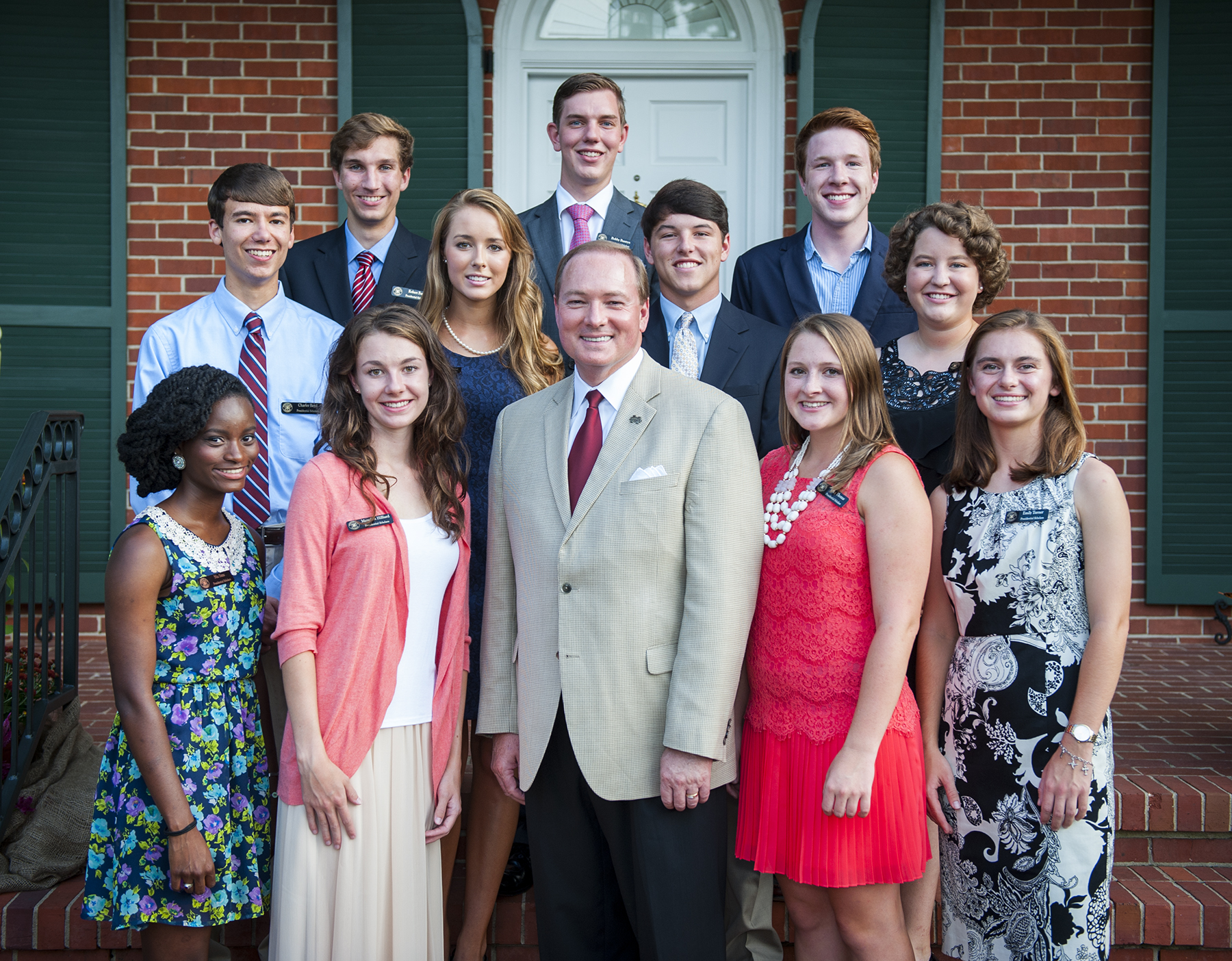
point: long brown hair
(529, 354)
(868, 426)
(1065, 439)
(437, 444)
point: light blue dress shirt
(702, 326)
(354, 248)
(837, 290)
(211, 331)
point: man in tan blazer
(624, 552)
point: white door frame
(757, 55)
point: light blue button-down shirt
(702, 326)
(211, 331)
(354, 248)
(837, 290)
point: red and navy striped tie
(252, 504)
(365, 283)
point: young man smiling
(588, 129)
(694, 329)
(275, 345)
(836, 263)
(371, 259)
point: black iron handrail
(40, 580)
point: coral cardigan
(344, 598)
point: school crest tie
(365, 283)
(580, 215)
(252, 504)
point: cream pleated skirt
(378, 899)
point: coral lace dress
(811, 635)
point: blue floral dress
(209, 636)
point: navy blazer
(742, 361)
(542, 223)
(316, 272)
(771, 281)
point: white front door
(691, 127)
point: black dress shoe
(517, 877)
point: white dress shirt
(702, 326)
(613, 389)
(380, 251)
(598, 203)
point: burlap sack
(49, 833)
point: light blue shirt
(837, 290)
(211, 331)
(354, 248)
(702, 326)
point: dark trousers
(622, 880)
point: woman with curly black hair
(180, 841)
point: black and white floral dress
(1012, 887)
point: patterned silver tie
(684, 348)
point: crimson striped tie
(252, 504)
(365, 283)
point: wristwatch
(1081, 733)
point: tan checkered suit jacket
(637, 606)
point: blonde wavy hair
(529, 353)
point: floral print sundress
(209, 640)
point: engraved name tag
(1027, 517)
(215, 580)
(365, 523)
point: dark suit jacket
(542, 223)
(742, 361)
(771, 281)
(316, 272)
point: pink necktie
(585, 449)
(253, 503)
(580, 215)
(365, 283)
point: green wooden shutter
(61, 311)
(1189, 420)
(409, 62)
(874, 55)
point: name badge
(1027, 517)
(365, 523)
(300, 407)
(215, 580)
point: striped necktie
(365, 283)
(252, 504)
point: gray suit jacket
(542, 223)
(634, 608)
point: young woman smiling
(1021, 650)
(832, 773)
(482, 298)
(372, 641)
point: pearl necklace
(782, 492)
(463, 344)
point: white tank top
(431, 560)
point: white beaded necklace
(782, 492)
(463, 344)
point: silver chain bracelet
(1088, 768)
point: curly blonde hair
(529, 353)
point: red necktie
(585, 449)
(365, 283)
(252, 504)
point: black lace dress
(922, 407)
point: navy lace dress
(488, 387)
(922, 407)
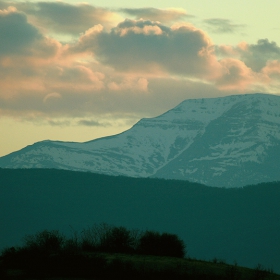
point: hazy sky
(75, 71)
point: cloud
(52, 96)
(92, 123)
(137, 68)
(220, 25)
(16, 34)
(236, 75)
(162, 15)
(64, 18)
(148, 46)
(257, 55)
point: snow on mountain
(228, 141)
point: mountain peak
(226, 141)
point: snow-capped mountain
(228, 141)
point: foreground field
(124, 266)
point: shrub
(165, 244)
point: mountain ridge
(214, 141)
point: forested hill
(231, 224)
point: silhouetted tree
(165, 244)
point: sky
(77, 71)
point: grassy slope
(121, 266)
(230, 224)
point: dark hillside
(231, 224)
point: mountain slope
(230, 141)
(236, 224)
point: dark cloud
(167, 15)
(142, 45)
(220, 25)
(16, 34)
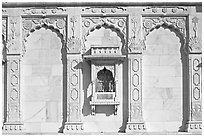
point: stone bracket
(73, 127)
(135, 127)
(12, 127)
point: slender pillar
(195, 114)
(12, 109)
(135, 119)
(194, 123)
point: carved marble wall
(73, 24)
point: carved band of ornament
(31, 11)
(29, 24)
(90, 23)
(14, 127)
(150, 23)
(195, 126)
(165, 9)
(135, 126)
(74, 45)
(74, 127)
(136, 45)
(104, 10)
(195, 44)
(196, 112)
(4, 28)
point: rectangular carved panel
(73, 88)
(13, 89)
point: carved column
(135, 119)
(74, 81)
(195, 73)
(135, 47)
(12, 117)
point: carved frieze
(74, 45)
(165, 10)
(35, 11)
(89, 24)
(104, 10)
(32, 24)
(150, 23)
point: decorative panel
(13, 90)
(135, 119)
(195, 122)
(73, 88)
(32, 23)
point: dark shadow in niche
(64, 72)
(86, 71)
(185, 72)
(4, 68)
(64, 95)
(125, 97)
(105, 109)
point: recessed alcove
(42, 79)
(162, 80)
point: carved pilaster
(12, 119)
(195, 73)
(13, 38)
(74, 88)
(135, 119)
(195, 117)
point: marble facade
(53, 55)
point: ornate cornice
(44, 11)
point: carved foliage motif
(13, 110)
(197, 112)
(91, 23)
(136, 112)
(196, 78)
(195, 42)
(30, 24)
(150, 23)
(104, 10)
(135, 90)
(4, 28)
(165, 10)
(74, 45)
(73, 108)
(135, 45)
(11, 40)
(196, 104)
(35, 11)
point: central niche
(105, 81)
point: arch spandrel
(116, 24)
(56, 24)
(174, 24)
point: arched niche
(116, 24)
(42, 77)
(164, 78)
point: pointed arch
(30, 25)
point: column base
(135, 127)
(9, 128)
(73, 127)
(194, 126)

———

WORK TO COMPLETE: Retype each line of the listing above word for word. Exclude the pictures.

RESULT:
point: long brown hair
(529, 354)
(868, 426)
(1065, 439)
(437, 444)
point: light blue dress shirt
(702, 326)
(354, 248)
(837, 290)
(211, 331)
point: man in tan blazer
(624, 552)
point: white door frame
(757, 55)
point: light blue button-down shirt
(702, 326)
(211, 331)
(354, 248)
(837, 290)
point: red and navy striped tie
(252, 504)
(365, 283)
point: young man smiling
(588, 129)
(694, 329)
(275, 345)
(836, 263)
(371, 259)
point: black iron handrail
(40, 580)
point: coral cardigan
(344, 598)
point: school crest tie
(365, 283)
(580, 215)
(252, 504)
point: cream pleated skirt
(378, 899)
point: coral lace dress
(811, 635)
point: blue floral dress
(209, 636)
point: navy blazer
(742, 361)
(542, 223)
(316, 272)
(771, 281)
point: white front door
(691, 127)
point: black dress shoe
(517, 877)
point: white dress shirt
(702, 326)
(613, 389)
(380, 251)
(598, 203)
point: burlap sack
(49, 833)
point: light blue shirt
(837, 290)
(211, 331)
(354, 248)
(702, 326)
point: dark trousers
(622, 880)
point: woman with curly black hair
(180, 841)
point: black and white floral dress
(1012, 887)
point: patterned silver tie
(684, 348)
point: crimson striped tie
(252, 504)
(365, 283)
point: wristwatch
(1081, 733)
point: tan checkered suit jacket
(637, 606)
point: blonde wavy hair
(529, 353)
point: floral print sundress
(209, 640)
point: engraved name tag
(1027, 517)
(215, 580)
(365, 523)
point: dark suit jacket
(542, 223)
(742, 361)
(771, 281)
(316, 272)
point: pink necktie
(585, 449)
(253, 503)
(580, 215)
(365, 283)
point: green wooden shutter
(61, 311)
(1189, 420)
(409, 62)
(874, 55)
point: name badge
(1027, 517)
(365, 523)
(300, 407)
(215, 580)
point: striped necktie
(365, 283)
(252, 504)
point: gray suit jacket
(542, 223)
(634, 608)
point: young woman smiling
(1021, 650)
(832, 773)
(482, 298)
(372, 641)
point: pearl necklace
(782, 492)
(463, 344)
point: white tank top
(431, 560)
point: white beaded necklace
(782, 492)
(463, 344)
point: silver chain bracelet
(1088, 768)
point: curly blonde hair
(529, 353)
point: red necktie
(585, 449)
(365, 283)
(252, 504)
point: black lace dress
(922, 407)
point: navy lace dress
(488, 387)
(922, 407)
point: hazy sky
(75, 71)
point: cloud
(52, 96)
(92, 123)
(137, 68)
(220, 25)
(16, 34)
(236, 75)
(162, 15)
(64, 18)
(148, 46)
(257, 55)
point: snow on mountain
(228, 141)
point: mountain peak
(226, 141)
point: snow-capped mountain
(228, 141)
point: foreground field
(124, 266)
point: shrub
(165, 244)
point: mountain ridge
(214, 141)
point: forested hill
(231, 224)
point: silhouetted tree
(165, 244)
point: sky
(77, 71)
point: grassy slope
(121, 266)
(230, 224)
point: dark hillside
(231, 224)
point: mountain slope
(230, 141)
(236, 224)
point: dark cloud
(167, 15)
(142, 45)
(220, 25)
(16, 34)
point: stone bracket
(73, 127)
(135, 127)
(12, 127)
point: slender pillar
(195, 114)
(12, 109)
(135, 119)
(194, 123)
point: carved marble wall
(73, 24)
point: carved band of ornament
(31, 11)
(29, 24)
(90, 23)
(14, 127)
(150, 23)
(195, 126)
(165, 9)
(135, 126)
(74, 45)
(74, 127)
(136, 45)
(104, 10)
(195, 44)
(196, 112)
(4, 28)
point: rectangular carved panel
(73, 88)
(13, 89)
point: carved column
(135, 119)
(74, 81)
(195, 73)
(135, 47)
(12, 117)
point: carved frieze
(74, 45)
(165, 10)
(35, 11)
(89, 24)
(104, 10)
(32, 24)
(150, 23)
point: decorative panel
(13, 90)
(135, 119)
(195, 122)
(73, 88)
(32, 23)
point: dark shadow in niche
(64, 72)
(86, 71)
(185, 72)
(4, 68)
(64, 95)
(125, 97)
(105, 109)
point: recessed alcove
(42, 79)
(162, 80)
point: carved pilaster
(12, 119)
(195, 73)
(13, 38)
(74, 88)
(135, 119)
(195, 117)
point: marble facade
(53, 55)
point: ornate cornice
(44, 11)
point: carved foliage motif
(13, 110)
(197, 112)
(91, 23)
(136, 112)
(196, 78)
(195, 42)
(30, 24)
(150, 23)
(104, 10)
(135, 90)
(4, 28)
(165, 10)
(74, 45)
(73, 108)
(135, 45)
(11, 40)
(196, 104)
(35, 11)
point: central niche
(105, 81)
point: arch spandrel
(116, 24)
(56, 24)
(174, 24)
point: arched niche
(116, 24)
(42, 77)
(164, 78)
point: pointed arch
(30, 25)
point: column base
(135, 127)
(9, 128)
(73, 127)
(194, 126)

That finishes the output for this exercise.